- _本文_:
さまざまな<障害>が複雑に絡み合い……
「ためこみ障害(Hoarding Disorder)」という用語がある。米国精神医学会の『精神障害/疾患の診断・統計マニュアル』ではこれまで、「強迫性障害(Obsessive Compulsive Disorder:OCD)」の下位分類と位置づけられ、「強迫的ためこみ(compulsive hoarding)」という強迫行為の症状とされてきた。
だが、同書第5版では、過剰収集や捨てられない特異行動が独立的な精神疾患(強迫関連障害=ためこみ障害)と認められた。<過剰なためこみ(hoarding)>や<保存する(saving)>強迫行為は、何も日本人特有の症状ではなく、「ごみ屋敷」は世界中の各地に散布している問題だ。
一方、医学上の定義が成されても、その万全な療法が編み出されたわけではない。治療は患者のクセ(行動や考え方)を修正する認知行動療法的なカウンセリングが主体となるが、日本では一般向け情報がまだ乏しい。
ためこみ行為自体は、「OCD(強迫性障害)」特有の症状とは限らない。うつ病が原因で整理意欲が減退したり、双極性障害の人が過剰に購買したり、ほかにも認知症・統合失調症・依存症・摂食障害……など、さまざまな<障害>が絡み合うようだ。
強迫性障害とためこみ障害の重複率は17~42%ともいわれる。

- _提供された項目_:
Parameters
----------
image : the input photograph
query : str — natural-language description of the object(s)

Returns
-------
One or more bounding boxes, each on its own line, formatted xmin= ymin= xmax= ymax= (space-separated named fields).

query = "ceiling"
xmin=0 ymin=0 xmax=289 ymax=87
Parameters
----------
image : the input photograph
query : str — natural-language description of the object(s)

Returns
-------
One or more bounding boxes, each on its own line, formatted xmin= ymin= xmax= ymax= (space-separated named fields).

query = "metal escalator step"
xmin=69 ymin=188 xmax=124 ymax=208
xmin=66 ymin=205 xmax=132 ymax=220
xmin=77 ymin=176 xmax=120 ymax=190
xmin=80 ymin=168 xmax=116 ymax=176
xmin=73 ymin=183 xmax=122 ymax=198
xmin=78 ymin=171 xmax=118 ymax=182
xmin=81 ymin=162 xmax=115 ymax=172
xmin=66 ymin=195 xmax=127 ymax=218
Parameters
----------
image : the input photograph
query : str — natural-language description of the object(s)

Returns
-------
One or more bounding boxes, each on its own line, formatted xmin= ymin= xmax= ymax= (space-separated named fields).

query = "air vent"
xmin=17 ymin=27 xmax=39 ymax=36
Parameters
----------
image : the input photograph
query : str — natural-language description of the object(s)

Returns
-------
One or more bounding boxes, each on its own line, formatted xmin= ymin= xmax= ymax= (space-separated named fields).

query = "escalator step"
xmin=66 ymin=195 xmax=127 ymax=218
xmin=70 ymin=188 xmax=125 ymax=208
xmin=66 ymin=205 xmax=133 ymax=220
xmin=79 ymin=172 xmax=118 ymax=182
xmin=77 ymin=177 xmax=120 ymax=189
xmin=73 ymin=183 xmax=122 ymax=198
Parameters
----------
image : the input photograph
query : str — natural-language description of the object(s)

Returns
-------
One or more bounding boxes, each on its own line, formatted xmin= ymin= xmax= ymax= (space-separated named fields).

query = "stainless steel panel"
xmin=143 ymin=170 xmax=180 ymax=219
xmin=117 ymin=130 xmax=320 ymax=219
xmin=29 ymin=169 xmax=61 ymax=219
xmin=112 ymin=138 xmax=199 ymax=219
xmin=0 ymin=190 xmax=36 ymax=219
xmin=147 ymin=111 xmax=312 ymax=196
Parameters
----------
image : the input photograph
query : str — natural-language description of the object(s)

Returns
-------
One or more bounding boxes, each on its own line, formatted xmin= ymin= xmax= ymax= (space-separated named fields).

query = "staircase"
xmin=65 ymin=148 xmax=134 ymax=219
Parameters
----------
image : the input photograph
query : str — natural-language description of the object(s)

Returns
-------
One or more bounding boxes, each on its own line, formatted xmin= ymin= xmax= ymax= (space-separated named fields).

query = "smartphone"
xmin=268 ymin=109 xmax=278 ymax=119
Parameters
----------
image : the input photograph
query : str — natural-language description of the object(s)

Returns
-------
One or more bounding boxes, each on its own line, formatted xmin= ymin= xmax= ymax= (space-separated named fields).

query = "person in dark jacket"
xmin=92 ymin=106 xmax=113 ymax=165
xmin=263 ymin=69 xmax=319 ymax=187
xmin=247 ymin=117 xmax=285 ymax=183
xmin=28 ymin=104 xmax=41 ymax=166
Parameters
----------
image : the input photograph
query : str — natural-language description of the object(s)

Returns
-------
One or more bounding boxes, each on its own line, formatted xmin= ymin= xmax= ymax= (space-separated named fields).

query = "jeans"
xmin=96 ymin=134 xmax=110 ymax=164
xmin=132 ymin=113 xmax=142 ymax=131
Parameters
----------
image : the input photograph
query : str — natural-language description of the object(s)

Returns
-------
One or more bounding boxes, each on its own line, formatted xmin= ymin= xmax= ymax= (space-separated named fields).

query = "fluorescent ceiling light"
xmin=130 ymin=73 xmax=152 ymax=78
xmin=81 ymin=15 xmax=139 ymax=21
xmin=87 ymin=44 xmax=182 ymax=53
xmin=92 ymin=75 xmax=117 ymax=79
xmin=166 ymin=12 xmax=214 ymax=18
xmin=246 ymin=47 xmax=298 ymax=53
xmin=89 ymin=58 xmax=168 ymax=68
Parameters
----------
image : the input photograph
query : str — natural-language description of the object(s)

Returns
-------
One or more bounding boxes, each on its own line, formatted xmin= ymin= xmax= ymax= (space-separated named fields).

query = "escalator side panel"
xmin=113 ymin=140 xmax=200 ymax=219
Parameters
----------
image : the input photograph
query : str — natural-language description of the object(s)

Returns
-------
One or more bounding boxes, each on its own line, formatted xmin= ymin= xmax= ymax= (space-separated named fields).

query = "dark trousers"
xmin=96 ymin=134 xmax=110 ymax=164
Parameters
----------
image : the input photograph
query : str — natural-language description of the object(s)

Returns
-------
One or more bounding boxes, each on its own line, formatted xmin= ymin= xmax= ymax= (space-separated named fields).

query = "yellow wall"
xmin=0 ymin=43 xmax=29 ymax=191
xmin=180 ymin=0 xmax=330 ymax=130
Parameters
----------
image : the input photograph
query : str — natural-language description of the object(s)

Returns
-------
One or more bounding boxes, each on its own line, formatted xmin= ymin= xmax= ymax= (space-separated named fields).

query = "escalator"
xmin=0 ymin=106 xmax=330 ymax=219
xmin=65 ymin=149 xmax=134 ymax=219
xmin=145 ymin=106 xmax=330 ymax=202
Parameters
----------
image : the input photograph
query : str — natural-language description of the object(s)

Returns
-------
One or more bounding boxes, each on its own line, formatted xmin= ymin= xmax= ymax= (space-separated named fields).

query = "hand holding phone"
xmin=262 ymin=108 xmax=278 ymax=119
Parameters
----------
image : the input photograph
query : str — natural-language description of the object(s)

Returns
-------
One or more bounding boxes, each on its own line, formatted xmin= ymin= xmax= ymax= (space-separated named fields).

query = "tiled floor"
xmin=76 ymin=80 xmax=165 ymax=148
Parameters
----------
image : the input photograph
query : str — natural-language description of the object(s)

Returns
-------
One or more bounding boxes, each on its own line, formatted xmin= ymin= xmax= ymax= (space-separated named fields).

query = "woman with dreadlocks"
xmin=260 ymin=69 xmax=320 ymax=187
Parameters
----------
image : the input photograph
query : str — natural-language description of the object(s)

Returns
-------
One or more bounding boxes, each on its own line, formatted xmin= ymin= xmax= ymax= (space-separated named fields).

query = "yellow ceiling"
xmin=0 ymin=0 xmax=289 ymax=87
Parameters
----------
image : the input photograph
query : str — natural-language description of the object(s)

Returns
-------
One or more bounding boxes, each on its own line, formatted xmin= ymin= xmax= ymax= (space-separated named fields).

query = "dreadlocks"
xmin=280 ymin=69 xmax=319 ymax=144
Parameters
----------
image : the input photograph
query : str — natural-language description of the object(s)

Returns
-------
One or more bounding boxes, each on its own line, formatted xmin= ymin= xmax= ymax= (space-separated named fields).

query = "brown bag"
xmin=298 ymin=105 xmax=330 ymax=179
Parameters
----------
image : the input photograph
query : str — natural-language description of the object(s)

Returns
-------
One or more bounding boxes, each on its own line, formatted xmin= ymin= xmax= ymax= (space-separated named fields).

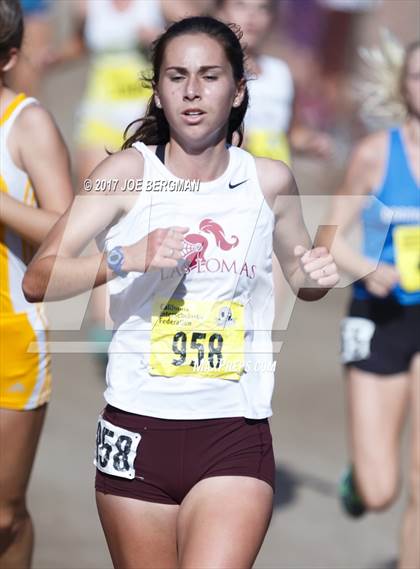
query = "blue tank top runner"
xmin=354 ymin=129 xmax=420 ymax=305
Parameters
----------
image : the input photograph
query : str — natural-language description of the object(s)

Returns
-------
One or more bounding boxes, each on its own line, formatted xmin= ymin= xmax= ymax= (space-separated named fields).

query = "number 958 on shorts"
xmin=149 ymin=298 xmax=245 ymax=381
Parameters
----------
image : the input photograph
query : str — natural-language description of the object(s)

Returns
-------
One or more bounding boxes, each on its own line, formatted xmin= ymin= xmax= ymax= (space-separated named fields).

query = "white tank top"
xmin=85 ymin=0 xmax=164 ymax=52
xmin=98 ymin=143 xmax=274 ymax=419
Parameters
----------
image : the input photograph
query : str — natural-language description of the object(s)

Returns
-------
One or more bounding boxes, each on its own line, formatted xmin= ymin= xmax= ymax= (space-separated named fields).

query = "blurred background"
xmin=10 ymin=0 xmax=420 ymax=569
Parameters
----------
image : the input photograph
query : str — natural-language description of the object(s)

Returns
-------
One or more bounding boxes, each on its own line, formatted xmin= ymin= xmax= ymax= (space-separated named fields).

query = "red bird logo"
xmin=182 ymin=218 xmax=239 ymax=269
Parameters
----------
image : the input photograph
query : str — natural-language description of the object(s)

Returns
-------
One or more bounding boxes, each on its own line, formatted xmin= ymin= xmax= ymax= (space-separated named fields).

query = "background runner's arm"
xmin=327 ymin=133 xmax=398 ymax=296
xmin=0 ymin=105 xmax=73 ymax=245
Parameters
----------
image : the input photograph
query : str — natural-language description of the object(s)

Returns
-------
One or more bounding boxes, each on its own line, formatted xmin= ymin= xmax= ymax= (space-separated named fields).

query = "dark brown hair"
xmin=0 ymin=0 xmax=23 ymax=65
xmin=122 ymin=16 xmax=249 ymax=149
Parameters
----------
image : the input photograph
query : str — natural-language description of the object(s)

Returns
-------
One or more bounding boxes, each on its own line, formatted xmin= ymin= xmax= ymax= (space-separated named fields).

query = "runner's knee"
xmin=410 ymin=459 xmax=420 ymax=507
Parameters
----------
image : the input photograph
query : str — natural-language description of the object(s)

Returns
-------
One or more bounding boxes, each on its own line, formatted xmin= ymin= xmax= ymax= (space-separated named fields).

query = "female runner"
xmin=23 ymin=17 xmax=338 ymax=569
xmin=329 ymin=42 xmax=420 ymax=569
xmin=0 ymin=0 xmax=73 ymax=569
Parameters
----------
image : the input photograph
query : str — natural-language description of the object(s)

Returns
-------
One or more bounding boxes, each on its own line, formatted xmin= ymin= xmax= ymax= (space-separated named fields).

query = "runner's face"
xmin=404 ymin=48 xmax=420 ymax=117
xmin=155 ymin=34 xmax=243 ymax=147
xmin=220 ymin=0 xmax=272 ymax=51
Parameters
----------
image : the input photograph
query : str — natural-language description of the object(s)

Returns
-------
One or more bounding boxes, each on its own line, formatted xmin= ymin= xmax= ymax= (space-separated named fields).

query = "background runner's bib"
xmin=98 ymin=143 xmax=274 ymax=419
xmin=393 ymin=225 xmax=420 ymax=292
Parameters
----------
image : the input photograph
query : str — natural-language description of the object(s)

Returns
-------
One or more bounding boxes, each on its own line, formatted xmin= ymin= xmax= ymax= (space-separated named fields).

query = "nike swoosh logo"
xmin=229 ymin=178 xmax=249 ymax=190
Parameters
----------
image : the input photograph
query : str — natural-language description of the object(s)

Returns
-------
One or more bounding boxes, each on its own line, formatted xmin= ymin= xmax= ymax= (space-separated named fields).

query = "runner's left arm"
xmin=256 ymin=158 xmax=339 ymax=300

- _課題_: ためこみ障害についての本文から、「さまざまな<障害>が複雑に絡み合い……」を含む語句で始まり「の各地に散布している問題だ。」で終わる部分を一字も変えずに出力せよ。 これらの項目は本文とは関係がない。

- _課題の解答_:
さまざまな<障害>が複雑に絡み合い……
「ためこみ障害(Hoarding Disorder)」という用語がある。米国精神医学会の『精神障害/疾患の診断・統計マニュアル』ではこれまで、「強迫性障害(Obsessive Compulsive Disorder:OCD)」の下位分類と位置づけられ、「強迫的ためこみ(compulsive hoarding)」という強迫行為の症状とされてきた。
だが、同書第5版では、過剰収集や捨てられない特異行動が独立的な精神疾患(強迫関連障害=ためこみ障害)と認められた。<過剰なためこみ(hoarding)>や<保存する(saving)>強迫行為は、何も日本人特有の症状ではなく、「ごみ屋敷」は世界中の各地に散布している問題だ。